(Stored data entries)
BEGIN

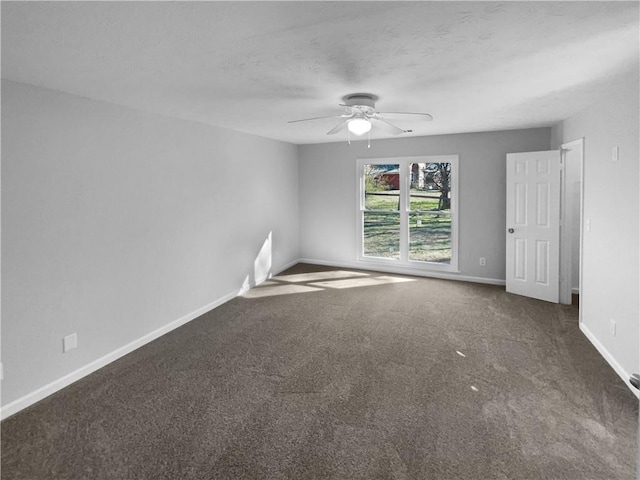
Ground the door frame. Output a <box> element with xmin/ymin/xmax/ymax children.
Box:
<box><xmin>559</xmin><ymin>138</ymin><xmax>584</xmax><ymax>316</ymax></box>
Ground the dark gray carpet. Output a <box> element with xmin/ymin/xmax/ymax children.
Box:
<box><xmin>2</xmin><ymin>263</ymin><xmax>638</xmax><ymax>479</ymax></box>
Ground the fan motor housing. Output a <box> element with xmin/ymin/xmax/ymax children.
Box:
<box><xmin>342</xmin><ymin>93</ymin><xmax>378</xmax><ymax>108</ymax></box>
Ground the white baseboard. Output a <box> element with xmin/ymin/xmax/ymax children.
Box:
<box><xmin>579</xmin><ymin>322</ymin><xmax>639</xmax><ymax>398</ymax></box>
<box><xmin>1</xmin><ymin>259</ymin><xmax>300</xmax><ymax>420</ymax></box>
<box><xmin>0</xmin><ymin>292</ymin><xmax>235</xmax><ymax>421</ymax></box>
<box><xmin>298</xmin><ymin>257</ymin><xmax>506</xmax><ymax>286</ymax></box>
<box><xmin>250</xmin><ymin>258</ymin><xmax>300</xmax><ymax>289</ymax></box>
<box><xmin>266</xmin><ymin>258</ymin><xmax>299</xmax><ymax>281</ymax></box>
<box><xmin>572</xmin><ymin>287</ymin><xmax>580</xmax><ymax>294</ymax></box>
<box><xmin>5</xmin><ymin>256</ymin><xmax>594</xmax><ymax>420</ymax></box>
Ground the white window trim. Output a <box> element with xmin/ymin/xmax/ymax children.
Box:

END

What the task requires: Start at the line with "Ground the white window" and stop at the end of the records. Write those lines out exactly and add nothing.

Solution to this problem:
Ground the white window trim. Output a <box> element with xmin/ymin/xmax/ymax children.
Box:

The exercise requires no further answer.